Texte source:
────────

Nikolas Bloudanis, Grec né à Patmos, historien et romancier, m’a fait parvenir ce texte pour que je le publie sur mon blog, ce que je fais volontiers. Une critique virulente de Syriza, mais aussi des gouvernements qui l’ont précédé.
par Nikolas Bloudanis
Être Grec pouvait être aussi source de fierté. Elle ne l’est plus par les temps qui courent pour les personnes sensées de ce pays. Rien de nouveau dans les mœurs politiques depuis le XIXe siècle: face aux difficultés, on fait appel au nationalisme et au conservatisme des clientèles électorales qui tiennent envers et contre tout à garder leurs petits privilèges. Lors du référendum du dimanche 5 juillet, le gouvernement «SYRIZA – ANEL», épaulé par les néonazis d’Aube Dorée, n’a pas failli à la tradition et a récolté 61% de votes en sa faveur. Une semaine plus tard, il entérine un accord exactement contraire aux positions qu’il défendait lors du référendum.

────────

Données enregistrées:
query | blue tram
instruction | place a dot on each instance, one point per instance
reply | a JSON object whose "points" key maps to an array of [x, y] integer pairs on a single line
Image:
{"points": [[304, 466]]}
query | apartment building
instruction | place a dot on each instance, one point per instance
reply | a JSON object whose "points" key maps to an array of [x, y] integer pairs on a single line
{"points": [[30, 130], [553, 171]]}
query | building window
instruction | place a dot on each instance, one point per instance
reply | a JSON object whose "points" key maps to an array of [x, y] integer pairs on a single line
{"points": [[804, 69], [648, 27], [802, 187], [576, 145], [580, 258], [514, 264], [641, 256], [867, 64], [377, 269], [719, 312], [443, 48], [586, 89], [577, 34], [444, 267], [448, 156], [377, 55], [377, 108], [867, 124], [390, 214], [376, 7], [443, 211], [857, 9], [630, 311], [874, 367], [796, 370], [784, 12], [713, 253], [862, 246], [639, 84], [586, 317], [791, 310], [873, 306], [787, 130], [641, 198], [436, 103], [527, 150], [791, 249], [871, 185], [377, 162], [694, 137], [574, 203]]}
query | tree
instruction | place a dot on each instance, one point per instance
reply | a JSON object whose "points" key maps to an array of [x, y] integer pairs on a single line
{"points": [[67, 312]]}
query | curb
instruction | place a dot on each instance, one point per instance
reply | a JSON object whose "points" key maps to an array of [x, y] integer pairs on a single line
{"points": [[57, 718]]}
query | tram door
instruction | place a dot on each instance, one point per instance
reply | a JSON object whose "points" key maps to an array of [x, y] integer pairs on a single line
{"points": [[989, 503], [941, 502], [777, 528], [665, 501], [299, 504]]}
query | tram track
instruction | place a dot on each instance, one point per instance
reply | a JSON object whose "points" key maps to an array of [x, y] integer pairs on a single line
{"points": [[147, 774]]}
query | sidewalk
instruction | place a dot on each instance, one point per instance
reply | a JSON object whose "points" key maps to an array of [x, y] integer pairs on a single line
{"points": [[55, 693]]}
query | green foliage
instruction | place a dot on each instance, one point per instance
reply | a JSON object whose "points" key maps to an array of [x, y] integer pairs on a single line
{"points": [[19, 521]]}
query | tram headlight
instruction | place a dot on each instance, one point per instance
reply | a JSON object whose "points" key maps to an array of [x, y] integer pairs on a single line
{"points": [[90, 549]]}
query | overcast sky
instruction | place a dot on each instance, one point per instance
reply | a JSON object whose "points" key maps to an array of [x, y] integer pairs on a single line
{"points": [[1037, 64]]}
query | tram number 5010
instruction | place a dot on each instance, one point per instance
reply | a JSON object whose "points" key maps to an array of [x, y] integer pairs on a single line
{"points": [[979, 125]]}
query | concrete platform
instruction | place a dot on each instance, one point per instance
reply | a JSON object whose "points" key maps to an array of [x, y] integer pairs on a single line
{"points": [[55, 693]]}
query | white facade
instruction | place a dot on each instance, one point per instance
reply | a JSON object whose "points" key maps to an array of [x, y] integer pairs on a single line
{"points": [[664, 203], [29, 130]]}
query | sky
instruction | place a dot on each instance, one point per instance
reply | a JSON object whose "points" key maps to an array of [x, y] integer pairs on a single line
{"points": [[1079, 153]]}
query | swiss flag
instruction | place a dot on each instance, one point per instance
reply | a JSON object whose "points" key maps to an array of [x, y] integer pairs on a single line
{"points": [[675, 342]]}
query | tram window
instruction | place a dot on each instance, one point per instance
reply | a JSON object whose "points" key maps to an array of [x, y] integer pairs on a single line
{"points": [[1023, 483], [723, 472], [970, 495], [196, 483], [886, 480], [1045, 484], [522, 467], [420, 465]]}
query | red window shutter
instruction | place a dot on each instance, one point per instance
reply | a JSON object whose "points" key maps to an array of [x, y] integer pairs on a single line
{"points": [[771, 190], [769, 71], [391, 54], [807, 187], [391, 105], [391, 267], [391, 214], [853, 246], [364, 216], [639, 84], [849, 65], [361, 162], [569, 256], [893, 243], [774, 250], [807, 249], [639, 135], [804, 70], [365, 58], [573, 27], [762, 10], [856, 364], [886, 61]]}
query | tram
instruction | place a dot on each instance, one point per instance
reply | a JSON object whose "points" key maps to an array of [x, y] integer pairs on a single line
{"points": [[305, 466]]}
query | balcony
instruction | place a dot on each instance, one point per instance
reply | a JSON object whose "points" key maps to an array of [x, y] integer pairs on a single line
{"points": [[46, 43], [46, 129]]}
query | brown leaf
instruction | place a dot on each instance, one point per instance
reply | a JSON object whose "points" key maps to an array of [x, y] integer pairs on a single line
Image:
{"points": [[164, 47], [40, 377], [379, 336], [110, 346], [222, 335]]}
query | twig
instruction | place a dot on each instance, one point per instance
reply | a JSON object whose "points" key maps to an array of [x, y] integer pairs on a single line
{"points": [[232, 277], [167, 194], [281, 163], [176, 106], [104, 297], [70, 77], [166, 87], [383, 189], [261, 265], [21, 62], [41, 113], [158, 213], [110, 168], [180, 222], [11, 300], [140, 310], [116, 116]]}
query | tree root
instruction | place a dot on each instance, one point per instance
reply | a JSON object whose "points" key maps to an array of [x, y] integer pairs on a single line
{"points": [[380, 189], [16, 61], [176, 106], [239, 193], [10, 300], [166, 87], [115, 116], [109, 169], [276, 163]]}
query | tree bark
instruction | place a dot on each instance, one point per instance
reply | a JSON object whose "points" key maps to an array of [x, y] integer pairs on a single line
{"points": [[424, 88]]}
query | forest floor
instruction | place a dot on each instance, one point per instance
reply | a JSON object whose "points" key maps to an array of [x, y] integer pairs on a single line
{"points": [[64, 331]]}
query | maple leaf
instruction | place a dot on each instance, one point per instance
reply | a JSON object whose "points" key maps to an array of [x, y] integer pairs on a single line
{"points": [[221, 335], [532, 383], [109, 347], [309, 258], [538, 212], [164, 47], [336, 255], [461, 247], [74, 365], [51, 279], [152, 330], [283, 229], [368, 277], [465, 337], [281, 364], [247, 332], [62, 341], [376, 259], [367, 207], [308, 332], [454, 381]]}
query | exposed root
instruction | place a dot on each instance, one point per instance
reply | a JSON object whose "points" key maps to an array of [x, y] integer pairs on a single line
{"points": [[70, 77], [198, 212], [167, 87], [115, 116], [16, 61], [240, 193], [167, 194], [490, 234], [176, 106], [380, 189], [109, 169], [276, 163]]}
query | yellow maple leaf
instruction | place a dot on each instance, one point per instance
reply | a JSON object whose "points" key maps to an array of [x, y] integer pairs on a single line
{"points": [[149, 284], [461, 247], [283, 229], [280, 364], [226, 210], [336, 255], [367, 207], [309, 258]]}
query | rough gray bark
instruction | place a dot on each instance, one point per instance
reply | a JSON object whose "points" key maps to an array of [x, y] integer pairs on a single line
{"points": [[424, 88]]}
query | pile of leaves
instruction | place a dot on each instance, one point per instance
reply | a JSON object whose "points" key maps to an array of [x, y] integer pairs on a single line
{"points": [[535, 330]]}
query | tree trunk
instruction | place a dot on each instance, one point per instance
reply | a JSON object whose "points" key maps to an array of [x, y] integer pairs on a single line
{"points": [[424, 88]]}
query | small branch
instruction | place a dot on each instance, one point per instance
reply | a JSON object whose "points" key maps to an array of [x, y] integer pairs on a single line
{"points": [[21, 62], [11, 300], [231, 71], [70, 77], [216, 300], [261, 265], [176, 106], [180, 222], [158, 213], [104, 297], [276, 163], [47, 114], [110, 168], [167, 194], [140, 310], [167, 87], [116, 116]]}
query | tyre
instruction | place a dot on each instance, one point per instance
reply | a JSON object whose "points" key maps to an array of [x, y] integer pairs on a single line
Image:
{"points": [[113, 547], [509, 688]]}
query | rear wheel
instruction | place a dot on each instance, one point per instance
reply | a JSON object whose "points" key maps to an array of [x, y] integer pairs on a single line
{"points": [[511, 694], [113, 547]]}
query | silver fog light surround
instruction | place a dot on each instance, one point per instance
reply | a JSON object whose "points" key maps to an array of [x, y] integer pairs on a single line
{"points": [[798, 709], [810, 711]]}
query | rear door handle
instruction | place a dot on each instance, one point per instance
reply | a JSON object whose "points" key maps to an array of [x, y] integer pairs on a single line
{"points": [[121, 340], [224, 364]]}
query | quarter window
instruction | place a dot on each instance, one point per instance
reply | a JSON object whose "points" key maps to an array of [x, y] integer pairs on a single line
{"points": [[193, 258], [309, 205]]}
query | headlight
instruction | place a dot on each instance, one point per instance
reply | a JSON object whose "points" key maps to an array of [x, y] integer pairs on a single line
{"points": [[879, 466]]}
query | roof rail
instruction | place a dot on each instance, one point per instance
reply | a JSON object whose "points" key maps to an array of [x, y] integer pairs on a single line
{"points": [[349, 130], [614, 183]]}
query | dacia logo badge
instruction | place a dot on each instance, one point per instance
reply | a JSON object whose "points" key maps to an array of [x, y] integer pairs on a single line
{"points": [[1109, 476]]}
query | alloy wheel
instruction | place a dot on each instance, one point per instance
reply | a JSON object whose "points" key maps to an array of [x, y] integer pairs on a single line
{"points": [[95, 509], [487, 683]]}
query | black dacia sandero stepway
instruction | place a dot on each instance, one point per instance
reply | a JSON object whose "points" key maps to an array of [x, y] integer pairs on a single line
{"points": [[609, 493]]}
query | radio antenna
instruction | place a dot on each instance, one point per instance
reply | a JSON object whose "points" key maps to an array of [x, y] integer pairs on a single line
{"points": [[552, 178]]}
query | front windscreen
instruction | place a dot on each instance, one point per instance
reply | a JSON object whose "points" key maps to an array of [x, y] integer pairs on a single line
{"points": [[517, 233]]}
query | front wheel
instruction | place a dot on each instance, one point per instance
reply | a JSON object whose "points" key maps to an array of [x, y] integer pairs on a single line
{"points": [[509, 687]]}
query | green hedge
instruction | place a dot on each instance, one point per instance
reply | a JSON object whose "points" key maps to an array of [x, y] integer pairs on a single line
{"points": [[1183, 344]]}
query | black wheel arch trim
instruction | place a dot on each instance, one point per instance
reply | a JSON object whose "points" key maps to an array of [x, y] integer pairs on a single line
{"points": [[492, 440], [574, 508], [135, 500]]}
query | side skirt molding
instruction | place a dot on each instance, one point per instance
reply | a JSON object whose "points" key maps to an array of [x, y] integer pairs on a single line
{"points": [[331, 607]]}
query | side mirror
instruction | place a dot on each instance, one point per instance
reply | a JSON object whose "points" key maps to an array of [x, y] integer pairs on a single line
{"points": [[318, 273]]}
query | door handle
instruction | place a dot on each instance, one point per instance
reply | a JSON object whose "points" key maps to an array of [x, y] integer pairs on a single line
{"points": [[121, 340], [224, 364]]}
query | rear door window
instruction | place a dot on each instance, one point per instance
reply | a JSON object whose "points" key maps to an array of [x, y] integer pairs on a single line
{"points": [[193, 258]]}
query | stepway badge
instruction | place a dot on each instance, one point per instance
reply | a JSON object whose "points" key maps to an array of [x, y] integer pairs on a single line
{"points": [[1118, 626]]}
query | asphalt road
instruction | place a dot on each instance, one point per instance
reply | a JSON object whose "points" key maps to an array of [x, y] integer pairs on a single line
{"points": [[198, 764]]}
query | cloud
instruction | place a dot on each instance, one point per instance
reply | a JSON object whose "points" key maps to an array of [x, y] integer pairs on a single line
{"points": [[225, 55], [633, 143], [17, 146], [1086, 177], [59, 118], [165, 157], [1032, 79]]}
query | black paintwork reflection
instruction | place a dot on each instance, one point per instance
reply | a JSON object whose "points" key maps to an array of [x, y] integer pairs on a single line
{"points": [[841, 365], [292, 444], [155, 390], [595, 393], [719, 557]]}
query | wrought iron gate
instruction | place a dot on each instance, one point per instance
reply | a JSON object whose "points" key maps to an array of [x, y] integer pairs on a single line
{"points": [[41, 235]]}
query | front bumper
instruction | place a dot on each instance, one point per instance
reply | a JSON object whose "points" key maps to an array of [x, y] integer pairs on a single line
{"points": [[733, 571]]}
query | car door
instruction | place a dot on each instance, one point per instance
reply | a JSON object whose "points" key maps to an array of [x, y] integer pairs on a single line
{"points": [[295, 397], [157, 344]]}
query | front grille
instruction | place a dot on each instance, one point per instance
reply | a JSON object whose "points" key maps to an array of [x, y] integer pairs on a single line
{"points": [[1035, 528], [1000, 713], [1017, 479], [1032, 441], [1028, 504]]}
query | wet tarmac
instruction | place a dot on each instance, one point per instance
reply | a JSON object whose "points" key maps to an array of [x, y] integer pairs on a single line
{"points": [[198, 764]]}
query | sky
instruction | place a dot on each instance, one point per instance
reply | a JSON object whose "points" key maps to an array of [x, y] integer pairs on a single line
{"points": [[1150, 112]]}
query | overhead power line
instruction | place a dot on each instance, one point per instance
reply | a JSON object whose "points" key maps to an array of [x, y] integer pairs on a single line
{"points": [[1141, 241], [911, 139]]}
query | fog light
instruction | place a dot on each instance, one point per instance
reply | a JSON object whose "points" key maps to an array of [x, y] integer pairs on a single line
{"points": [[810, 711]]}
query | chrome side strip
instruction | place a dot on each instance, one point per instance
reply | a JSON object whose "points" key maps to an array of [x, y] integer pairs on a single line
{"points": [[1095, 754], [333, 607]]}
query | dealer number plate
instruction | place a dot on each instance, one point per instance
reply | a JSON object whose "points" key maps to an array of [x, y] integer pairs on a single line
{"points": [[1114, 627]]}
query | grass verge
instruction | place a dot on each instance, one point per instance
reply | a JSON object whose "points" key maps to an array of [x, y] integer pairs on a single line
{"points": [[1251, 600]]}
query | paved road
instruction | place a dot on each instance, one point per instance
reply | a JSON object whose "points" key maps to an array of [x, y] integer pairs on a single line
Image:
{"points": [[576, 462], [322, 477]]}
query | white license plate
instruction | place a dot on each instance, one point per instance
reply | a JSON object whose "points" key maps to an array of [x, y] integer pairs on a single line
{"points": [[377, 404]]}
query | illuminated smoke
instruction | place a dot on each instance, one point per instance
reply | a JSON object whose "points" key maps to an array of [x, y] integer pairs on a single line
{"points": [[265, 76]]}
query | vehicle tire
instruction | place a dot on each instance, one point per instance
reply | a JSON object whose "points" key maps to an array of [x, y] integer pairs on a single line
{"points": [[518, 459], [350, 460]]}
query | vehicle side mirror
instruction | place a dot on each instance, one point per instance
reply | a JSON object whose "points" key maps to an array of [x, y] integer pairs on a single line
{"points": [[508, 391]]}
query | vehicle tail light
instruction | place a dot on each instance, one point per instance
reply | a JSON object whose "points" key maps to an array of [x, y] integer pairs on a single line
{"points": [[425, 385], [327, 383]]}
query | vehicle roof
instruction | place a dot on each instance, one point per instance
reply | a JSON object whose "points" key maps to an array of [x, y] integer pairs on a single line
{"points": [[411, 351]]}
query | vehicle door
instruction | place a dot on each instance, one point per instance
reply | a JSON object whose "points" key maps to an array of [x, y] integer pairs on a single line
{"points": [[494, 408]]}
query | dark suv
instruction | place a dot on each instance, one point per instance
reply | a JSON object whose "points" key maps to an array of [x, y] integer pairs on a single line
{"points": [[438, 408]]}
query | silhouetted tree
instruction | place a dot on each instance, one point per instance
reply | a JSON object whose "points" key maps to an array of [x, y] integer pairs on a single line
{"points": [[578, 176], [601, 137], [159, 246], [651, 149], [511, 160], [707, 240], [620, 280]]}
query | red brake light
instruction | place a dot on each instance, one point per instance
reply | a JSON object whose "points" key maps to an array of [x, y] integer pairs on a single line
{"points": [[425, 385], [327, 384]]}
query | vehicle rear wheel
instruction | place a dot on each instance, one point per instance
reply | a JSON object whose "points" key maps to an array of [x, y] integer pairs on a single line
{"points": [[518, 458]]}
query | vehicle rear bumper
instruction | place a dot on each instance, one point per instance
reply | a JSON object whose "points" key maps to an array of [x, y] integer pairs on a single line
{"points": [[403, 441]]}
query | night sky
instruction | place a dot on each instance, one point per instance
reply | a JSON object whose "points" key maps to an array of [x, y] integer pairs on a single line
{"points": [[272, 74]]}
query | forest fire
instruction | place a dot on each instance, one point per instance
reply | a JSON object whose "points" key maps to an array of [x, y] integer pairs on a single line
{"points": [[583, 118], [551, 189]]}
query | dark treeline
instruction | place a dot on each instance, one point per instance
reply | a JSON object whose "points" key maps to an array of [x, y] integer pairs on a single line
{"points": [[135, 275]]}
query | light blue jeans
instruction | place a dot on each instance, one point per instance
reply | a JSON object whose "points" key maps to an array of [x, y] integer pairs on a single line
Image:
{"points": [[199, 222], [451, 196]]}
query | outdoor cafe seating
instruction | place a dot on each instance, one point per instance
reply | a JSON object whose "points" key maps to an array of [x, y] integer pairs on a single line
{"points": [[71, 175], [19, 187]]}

────────

Travail à faire:
1. Recopiez le passage du texte sur la Grèce qui commence par "par Nikolas Bloudanis" et va jusqu'à "lors du référendum.", en substituant "scrutin" à "référendum".
2. Résumez en deux phrases le texte sur la Grèce.
3. Poursuivez le texte sur la Grèce à partir de sa dernière phrase.
Les enregistrements ne servent pas pour ce travail.

Réponses par consigne:
1.
par Nikolas Bloudanis
Être Grec pouvait être aussi source de fierté. Elle ne l’est plus par les temps qui courent pour les personnes sensées de ce pays. Rien de nouveau dans les mœurs politiques depuis le XIXe siècle: face aux difficultés, on fait appel au nationalisme et au conservatisme des clientèles électorales qui tiennent envers et contre tout à garder leurs petits privilèges. Lors du scrutin du dimanche 5 juillet, le gouvernement «SYRIZA – ANEL», épaulé par les néonazis d’Aube Dorée, n’a pas failli à la tradition et a récolté 61% de votes en sa faveur. Une semaine plus tard, il entérine un accord exactement contraire aux positions qu’il défendait lors du scrutin.

2. Nikolas Bloudanis, historien et romancier grec né à Patmos, critique Syriza et les gouvernements qui l'ont précédé, en affirmant qu'être Grec n'est plus une source de fierté pour les personnes sensées du pays. Selon lui, le gouvernement SYRIZA-ANEL, épaulé par Aube Dorée, a suivi la tradition du nationalisme et du conservatisme pour obtenir 61 % des voix au référendum du 5 juillet, puis a entériné une semaine plus tard un accord exactement contraire aux positions qu'il défendait.

3.
Le pari absurde de Tsipras
Alexis Tsipras, le Premier ministre grec, pensait avoir gagné un pari en remportant un plébiscite qu’on peut qualifier de «bonapartiste» (une semaine pour un référendum de cette importance est hors-norme, les questions posées étaient dépassées, incompréhensibles et multiples). À la «Grèce profonde» dans ce qu’elle a de plus négatif, au nationalisme, au gauchisme d’une partie de SYRIZA, aux néonazis, se sont ajoutés ceux et celles qui considéraient n’avoir «rien à perdre»: les victimes en détresse des mesures d’austérité, mais aussi de leur application parfois maladroite par le précédent gouvernement. Ces dernières sont les seules dont on peut respecter le «non». Votes surréalistes en fait, car portant sur une question inexistante dans la mesure où les textes soumis au vote (soit les propositions des créanciers du 25 juin), avaient été remplacés par celles du 26 juin sensiblement plus favorables.
Une semaine plus tard, confronté à de dures négociations, Alexis Tsipras mesure qu’on ne peut mentir simultanément à tout le monde. Au peuple grec, tout d’abord, à qui il avait promis «la fin de l’austérité et le retour à la dignité nationale».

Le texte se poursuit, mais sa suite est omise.